■ **About this task**:
All lines holding the word "grass" should be located in the records and copied.

■ **Data shown**:

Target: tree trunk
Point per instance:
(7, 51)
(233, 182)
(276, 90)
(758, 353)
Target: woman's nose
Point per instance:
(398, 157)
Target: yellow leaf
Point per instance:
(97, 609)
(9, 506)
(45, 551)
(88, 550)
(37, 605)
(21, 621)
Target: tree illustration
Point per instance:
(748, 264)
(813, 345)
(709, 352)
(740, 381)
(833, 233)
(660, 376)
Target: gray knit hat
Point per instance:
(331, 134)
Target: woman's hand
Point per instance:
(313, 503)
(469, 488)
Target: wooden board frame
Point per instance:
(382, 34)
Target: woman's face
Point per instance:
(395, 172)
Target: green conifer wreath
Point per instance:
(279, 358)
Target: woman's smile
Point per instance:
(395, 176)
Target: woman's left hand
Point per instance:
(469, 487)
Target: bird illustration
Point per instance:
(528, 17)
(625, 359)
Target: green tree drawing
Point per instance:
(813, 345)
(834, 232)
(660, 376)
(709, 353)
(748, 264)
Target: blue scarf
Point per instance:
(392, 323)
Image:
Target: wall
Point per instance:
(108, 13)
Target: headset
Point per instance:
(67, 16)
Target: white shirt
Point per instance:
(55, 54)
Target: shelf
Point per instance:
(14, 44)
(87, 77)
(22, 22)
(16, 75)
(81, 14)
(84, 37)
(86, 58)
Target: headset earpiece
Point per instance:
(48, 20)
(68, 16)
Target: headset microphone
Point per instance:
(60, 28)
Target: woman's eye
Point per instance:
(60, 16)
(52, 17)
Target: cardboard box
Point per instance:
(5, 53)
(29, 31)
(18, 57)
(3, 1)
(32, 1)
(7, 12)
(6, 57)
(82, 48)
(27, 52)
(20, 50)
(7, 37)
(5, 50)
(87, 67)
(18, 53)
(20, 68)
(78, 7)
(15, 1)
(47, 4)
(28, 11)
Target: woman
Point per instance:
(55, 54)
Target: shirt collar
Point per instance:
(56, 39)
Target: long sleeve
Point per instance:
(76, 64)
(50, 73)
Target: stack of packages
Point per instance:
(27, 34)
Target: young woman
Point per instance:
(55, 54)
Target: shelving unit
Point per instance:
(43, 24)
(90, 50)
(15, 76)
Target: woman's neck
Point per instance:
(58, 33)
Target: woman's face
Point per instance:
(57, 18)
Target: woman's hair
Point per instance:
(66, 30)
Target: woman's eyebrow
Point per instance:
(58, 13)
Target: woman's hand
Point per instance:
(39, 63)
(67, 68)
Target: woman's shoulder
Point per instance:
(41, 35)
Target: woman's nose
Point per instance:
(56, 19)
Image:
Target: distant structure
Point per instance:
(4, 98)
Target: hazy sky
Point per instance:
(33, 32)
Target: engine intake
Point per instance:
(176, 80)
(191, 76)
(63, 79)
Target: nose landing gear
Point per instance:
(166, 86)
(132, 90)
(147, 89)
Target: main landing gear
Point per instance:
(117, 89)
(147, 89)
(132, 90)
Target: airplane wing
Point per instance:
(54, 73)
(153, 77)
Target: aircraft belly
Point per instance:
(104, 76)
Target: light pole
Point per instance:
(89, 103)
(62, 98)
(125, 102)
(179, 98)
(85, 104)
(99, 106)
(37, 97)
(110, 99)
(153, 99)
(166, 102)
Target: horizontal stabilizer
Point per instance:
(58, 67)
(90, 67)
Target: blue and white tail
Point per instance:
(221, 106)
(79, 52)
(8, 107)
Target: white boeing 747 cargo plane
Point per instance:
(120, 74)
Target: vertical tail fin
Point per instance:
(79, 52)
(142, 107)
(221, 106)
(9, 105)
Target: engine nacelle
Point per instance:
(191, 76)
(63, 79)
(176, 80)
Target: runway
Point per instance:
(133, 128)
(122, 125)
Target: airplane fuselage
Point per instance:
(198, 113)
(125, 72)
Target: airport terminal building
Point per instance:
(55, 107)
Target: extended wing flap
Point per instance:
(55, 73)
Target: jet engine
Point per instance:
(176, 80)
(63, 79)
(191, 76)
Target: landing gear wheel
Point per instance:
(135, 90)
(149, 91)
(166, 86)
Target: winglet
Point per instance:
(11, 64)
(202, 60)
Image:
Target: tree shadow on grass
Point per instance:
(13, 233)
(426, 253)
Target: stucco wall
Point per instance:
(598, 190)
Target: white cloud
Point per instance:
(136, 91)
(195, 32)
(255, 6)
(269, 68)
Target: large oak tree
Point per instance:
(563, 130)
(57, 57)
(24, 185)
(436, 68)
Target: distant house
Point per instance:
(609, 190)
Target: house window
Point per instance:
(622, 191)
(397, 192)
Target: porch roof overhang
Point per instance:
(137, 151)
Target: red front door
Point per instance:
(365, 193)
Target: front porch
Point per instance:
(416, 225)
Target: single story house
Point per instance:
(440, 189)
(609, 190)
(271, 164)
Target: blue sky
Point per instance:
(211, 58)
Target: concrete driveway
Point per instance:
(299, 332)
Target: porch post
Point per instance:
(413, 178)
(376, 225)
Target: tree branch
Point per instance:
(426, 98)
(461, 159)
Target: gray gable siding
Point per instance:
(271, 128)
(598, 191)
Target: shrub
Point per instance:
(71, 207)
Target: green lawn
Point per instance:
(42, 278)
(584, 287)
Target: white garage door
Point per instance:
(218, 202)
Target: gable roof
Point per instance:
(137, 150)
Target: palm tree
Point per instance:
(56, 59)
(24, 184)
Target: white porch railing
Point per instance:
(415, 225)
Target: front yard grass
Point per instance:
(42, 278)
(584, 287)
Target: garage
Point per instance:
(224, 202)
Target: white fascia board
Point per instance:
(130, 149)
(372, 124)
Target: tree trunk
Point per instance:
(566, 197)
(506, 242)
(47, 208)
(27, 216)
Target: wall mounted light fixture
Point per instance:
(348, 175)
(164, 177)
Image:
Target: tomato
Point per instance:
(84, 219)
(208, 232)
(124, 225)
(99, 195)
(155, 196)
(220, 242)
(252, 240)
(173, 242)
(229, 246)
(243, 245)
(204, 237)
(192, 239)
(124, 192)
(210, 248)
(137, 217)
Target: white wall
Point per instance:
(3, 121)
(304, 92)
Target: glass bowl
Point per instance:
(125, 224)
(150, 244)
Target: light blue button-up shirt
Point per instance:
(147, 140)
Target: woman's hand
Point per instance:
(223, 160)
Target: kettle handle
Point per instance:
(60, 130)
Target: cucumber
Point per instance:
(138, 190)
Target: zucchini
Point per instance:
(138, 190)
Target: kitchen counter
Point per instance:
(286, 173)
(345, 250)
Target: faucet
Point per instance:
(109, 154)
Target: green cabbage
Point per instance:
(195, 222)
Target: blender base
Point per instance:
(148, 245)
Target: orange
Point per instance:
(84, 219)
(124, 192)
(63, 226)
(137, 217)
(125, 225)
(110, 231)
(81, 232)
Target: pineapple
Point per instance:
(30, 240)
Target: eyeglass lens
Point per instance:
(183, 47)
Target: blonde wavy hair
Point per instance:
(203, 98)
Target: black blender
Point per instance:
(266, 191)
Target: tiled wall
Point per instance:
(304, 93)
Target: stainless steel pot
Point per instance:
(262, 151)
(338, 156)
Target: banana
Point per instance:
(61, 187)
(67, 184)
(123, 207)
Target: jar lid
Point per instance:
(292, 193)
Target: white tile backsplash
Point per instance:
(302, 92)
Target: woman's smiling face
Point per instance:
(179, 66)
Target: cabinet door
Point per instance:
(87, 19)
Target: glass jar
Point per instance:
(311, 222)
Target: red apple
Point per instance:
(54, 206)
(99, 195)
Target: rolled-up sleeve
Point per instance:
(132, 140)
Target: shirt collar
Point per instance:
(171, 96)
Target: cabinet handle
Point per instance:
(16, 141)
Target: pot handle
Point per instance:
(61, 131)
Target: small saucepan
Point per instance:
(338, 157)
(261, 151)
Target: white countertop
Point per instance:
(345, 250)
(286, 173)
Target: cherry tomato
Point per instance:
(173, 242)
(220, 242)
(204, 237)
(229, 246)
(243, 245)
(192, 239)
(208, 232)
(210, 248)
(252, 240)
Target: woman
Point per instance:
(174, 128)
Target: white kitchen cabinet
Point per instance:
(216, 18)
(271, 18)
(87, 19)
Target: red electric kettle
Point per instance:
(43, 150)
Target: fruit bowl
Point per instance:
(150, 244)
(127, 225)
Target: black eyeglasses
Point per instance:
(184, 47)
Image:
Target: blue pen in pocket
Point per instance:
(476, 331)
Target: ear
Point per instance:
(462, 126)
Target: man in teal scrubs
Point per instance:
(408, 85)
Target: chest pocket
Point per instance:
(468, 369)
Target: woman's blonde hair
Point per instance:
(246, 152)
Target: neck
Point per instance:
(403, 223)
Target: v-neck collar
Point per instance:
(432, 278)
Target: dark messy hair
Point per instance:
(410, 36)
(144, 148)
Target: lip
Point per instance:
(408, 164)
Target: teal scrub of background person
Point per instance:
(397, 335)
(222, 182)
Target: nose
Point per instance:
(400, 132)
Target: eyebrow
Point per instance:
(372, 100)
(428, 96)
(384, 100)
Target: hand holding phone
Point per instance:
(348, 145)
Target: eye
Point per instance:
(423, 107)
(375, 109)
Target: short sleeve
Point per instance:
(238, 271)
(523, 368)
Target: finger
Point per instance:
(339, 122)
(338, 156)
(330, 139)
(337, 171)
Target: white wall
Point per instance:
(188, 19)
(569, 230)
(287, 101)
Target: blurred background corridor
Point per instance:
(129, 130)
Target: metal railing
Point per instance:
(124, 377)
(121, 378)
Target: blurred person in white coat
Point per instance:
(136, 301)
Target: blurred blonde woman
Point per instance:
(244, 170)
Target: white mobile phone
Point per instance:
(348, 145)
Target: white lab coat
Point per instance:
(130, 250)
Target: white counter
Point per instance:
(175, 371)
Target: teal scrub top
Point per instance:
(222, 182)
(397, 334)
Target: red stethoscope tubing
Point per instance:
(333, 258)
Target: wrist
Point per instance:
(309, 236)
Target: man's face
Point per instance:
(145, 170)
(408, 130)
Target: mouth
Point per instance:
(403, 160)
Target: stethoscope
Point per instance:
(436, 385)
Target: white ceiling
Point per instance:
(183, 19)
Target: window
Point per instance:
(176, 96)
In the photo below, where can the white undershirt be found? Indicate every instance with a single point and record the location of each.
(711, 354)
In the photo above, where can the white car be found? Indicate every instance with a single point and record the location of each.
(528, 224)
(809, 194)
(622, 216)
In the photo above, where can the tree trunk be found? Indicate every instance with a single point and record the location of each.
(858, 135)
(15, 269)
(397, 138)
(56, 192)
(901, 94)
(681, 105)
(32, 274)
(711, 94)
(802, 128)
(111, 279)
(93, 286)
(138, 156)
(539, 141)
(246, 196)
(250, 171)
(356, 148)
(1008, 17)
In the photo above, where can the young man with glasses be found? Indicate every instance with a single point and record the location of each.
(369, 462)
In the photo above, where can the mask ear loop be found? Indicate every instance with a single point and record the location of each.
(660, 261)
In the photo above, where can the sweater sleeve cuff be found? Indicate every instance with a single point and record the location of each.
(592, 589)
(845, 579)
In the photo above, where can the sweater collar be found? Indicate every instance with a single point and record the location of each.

■ **Completed exercise**:
Target: tree shadow on grass
Target: front yard grass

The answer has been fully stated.